● Problem to solve: List every line in the records below that contains the word "wooden".

━━━━━ Supplied data

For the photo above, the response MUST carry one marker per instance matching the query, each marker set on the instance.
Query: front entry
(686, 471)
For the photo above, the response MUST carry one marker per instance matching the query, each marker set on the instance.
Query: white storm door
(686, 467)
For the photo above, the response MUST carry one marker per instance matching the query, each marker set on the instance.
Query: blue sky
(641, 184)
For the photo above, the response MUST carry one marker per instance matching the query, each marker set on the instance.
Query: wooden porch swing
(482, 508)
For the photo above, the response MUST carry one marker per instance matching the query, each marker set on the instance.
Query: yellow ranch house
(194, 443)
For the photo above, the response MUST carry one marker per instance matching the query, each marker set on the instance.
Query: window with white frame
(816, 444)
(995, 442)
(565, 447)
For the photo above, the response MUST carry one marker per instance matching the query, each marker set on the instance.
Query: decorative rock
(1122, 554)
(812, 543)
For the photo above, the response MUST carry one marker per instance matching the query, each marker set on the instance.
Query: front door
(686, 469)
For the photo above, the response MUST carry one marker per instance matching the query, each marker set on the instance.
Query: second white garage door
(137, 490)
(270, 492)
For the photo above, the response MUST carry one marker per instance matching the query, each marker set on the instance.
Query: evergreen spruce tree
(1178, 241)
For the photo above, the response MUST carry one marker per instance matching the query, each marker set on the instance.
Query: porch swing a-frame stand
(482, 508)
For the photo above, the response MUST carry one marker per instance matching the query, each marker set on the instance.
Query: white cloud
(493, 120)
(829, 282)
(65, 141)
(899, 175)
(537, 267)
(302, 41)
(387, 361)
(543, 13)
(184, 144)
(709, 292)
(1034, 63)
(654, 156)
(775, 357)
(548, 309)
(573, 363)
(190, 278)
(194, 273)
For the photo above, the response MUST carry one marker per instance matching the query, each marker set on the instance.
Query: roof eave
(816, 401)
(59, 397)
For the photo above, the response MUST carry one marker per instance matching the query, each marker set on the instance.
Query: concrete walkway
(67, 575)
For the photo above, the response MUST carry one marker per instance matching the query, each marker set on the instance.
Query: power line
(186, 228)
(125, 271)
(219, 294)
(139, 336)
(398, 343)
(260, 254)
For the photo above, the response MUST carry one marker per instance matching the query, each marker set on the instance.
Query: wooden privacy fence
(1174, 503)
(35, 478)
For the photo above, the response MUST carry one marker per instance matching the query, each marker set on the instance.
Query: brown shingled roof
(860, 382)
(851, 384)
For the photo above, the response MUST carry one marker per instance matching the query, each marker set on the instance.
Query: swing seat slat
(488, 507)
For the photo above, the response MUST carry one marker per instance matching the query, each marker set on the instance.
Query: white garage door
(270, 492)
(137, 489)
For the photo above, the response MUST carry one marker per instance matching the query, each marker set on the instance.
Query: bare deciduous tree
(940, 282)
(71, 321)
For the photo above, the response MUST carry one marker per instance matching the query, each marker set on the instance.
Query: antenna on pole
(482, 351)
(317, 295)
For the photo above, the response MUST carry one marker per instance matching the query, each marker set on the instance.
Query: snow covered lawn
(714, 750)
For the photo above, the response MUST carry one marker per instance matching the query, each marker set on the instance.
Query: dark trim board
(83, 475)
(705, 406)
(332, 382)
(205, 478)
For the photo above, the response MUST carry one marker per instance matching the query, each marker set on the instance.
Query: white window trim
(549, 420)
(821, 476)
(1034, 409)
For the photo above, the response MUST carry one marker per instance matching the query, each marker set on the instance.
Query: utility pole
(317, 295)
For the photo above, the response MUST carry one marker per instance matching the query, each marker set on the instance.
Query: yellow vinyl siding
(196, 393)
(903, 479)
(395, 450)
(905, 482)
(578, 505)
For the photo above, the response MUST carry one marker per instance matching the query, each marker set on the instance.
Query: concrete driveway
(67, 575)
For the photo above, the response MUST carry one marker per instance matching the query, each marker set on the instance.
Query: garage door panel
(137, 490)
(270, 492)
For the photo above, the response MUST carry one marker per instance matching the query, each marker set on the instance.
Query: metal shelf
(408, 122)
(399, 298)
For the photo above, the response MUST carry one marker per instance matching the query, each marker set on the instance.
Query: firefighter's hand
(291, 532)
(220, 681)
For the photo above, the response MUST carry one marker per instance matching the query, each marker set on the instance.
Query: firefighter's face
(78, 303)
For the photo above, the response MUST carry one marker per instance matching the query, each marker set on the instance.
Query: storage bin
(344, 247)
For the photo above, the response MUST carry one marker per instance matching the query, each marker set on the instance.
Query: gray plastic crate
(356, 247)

━━━━━━━━━━

● Exercise result:
Query: wooden porch swing
Query: wooden privacy fence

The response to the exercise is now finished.